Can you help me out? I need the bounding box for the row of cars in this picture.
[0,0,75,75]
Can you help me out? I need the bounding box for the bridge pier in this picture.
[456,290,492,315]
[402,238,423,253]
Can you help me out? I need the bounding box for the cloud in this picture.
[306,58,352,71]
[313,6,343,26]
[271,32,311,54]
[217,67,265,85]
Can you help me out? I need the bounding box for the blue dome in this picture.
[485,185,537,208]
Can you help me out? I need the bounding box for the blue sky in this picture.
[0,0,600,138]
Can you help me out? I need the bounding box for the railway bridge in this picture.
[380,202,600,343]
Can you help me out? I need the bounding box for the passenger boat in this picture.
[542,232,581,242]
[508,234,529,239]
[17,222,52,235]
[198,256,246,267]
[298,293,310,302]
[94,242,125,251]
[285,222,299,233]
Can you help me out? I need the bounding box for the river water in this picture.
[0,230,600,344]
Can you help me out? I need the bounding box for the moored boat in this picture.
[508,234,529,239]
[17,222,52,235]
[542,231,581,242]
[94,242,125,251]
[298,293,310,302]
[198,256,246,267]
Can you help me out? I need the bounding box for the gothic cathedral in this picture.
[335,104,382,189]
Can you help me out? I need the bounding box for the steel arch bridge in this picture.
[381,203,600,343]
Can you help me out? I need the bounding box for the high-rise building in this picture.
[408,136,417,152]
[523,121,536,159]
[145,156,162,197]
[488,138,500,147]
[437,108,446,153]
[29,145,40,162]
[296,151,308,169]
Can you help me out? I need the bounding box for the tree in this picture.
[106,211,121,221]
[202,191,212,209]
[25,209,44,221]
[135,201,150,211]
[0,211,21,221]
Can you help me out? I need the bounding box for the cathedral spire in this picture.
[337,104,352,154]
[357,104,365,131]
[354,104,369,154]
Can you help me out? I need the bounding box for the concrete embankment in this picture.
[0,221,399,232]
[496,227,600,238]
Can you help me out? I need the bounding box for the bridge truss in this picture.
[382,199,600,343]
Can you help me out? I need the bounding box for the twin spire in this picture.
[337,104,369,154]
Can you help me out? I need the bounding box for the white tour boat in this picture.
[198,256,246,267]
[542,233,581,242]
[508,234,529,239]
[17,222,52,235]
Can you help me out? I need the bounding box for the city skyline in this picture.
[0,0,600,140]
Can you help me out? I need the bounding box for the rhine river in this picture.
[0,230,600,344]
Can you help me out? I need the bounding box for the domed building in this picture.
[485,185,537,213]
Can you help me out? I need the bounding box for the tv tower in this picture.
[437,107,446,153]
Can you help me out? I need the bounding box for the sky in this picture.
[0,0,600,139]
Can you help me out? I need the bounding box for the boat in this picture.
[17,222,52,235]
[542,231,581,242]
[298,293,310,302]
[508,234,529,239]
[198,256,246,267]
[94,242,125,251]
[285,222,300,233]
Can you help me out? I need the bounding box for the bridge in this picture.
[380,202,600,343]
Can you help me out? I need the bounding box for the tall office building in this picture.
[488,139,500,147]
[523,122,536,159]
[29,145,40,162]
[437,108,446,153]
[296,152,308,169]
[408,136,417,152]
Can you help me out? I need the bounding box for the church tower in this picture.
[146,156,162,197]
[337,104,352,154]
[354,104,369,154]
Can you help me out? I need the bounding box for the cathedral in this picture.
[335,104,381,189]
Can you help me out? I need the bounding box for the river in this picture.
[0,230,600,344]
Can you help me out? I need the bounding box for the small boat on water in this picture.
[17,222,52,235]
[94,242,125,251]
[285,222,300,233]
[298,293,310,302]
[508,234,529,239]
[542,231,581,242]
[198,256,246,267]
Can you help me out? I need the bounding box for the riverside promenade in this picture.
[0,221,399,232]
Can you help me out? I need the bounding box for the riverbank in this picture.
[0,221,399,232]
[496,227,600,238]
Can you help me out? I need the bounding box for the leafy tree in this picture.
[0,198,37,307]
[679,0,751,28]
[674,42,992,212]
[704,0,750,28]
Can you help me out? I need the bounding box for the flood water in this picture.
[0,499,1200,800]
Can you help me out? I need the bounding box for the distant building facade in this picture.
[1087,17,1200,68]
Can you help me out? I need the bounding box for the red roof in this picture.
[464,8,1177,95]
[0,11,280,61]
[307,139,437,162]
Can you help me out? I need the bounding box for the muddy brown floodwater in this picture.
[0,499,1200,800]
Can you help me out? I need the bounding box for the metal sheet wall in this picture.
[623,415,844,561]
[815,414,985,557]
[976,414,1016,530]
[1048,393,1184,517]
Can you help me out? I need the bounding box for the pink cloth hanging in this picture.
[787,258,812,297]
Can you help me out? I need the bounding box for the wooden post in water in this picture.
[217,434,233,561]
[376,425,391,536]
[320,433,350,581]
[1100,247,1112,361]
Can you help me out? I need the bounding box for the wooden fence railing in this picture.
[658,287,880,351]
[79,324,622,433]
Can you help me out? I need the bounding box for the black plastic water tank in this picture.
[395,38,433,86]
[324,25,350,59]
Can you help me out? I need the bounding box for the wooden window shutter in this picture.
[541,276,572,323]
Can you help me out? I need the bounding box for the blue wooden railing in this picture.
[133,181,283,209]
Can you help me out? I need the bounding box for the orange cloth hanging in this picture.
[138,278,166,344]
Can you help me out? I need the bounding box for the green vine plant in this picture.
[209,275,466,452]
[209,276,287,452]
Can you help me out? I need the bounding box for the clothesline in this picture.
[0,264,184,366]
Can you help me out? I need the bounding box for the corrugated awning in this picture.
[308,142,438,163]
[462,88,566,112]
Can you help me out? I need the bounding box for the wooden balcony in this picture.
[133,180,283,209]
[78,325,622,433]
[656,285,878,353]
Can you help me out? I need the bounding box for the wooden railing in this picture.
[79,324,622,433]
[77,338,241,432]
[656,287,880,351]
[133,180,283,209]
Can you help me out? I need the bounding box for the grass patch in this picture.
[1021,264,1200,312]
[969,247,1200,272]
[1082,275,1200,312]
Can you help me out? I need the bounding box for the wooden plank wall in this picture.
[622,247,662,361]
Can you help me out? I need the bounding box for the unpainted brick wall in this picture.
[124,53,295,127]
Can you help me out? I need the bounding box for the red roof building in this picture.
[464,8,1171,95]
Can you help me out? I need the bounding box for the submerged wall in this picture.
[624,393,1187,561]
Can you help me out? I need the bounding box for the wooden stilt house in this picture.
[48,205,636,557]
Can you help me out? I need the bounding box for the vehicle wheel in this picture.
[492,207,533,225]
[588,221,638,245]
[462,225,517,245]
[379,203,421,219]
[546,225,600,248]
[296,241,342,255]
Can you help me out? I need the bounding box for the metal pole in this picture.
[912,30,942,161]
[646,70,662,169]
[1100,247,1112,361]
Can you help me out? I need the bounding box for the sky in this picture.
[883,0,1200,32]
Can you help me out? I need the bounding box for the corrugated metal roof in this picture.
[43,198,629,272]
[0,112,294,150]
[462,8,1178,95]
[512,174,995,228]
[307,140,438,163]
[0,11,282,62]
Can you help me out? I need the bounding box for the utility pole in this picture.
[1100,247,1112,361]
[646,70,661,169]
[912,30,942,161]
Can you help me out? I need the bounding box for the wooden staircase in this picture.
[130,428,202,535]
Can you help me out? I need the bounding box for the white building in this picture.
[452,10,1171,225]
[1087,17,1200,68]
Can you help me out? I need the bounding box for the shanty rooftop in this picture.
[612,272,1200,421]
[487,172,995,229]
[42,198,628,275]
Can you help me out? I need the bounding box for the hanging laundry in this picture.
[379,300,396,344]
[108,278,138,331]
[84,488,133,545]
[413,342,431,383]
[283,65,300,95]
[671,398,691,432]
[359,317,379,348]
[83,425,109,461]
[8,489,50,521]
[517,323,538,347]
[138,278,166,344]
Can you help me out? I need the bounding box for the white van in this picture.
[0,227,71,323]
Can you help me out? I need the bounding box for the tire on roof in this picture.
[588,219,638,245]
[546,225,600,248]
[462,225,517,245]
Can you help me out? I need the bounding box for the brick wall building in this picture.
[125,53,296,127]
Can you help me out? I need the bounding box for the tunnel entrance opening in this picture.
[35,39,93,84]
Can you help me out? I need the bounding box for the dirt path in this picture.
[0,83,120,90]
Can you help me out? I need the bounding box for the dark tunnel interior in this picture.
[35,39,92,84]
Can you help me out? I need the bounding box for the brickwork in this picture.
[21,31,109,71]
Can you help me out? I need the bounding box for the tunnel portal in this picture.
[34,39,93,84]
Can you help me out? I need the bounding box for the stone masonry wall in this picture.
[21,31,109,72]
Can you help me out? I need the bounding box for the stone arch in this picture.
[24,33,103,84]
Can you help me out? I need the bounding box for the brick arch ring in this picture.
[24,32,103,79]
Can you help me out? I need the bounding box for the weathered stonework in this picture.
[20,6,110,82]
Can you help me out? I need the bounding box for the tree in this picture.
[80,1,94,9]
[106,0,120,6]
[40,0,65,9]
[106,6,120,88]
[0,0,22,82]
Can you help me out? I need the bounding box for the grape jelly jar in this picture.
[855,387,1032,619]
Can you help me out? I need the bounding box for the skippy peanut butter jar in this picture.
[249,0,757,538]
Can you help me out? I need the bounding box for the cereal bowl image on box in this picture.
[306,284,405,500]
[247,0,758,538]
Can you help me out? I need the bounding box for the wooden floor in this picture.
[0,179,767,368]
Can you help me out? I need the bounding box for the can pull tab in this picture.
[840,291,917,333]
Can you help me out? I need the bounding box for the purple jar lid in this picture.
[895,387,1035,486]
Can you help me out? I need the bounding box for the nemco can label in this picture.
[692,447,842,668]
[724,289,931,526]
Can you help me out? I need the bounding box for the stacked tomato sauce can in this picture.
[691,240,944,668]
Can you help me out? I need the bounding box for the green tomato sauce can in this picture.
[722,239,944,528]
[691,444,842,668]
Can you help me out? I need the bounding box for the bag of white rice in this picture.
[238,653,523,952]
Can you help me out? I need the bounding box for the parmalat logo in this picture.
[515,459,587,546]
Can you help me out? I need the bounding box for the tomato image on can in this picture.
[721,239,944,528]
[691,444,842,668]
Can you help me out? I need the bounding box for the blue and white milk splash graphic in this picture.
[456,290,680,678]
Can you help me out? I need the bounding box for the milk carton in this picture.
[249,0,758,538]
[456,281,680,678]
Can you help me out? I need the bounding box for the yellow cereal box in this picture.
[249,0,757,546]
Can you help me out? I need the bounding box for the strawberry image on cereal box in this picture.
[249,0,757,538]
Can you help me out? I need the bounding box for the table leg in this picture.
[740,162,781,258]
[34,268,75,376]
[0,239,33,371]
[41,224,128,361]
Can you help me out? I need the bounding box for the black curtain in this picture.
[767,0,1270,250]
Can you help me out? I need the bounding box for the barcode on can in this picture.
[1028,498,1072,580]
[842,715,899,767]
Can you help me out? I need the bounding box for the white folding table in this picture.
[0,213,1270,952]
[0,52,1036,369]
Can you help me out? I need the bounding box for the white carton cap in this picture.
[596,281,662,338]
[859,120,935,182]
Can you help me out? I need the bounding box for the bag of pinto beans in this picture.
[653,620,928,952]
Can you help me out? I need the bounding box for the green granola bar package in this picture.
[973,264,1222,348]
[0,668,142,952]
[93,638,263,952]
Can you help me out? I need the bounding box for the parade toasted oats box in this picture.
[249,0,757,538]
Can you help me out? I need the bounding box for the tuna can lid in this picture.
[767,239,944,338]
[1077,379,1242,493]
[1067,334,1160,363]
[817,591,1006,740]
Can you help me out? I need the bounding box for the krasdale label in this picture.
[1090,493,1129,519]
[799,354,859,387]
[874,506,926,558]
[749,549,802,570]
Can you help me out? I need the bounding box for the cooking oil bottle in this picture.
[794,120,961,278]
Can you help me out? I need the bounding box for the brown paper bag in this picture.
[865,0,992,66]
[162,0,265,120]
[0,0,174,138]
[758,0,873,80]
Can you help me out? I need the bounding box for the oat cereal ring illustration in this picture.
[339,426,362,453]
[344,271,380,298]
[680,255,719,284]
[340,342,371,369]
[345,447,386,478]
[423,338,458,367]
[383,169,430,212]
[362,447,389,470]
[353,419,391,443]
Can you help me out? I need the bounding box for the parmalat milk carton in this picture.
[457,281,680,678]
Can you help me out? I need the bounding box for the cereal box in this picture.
===
- **Work required**: Locate each line in the records above that contains the word "building" and copy those lines. Case must match.

- **Solution to the exercise**:
Can you help me out? I need the bounding box for the high-rise building in this picture.
Can you help me out? I need the bounding box for the domed building in this picture.
Can you help me out? I need the bounding box for the tall office building in this picture.
Can you help me out? I need the bounding box for the distant building facade in this picture.
Can you help me out? I need the bounding box for the red roof building in this picture.
Can you help me out? I need the bounding box for the white building in this picture.
Can you help me out? I need the bounding box for the brick wall building in this picture.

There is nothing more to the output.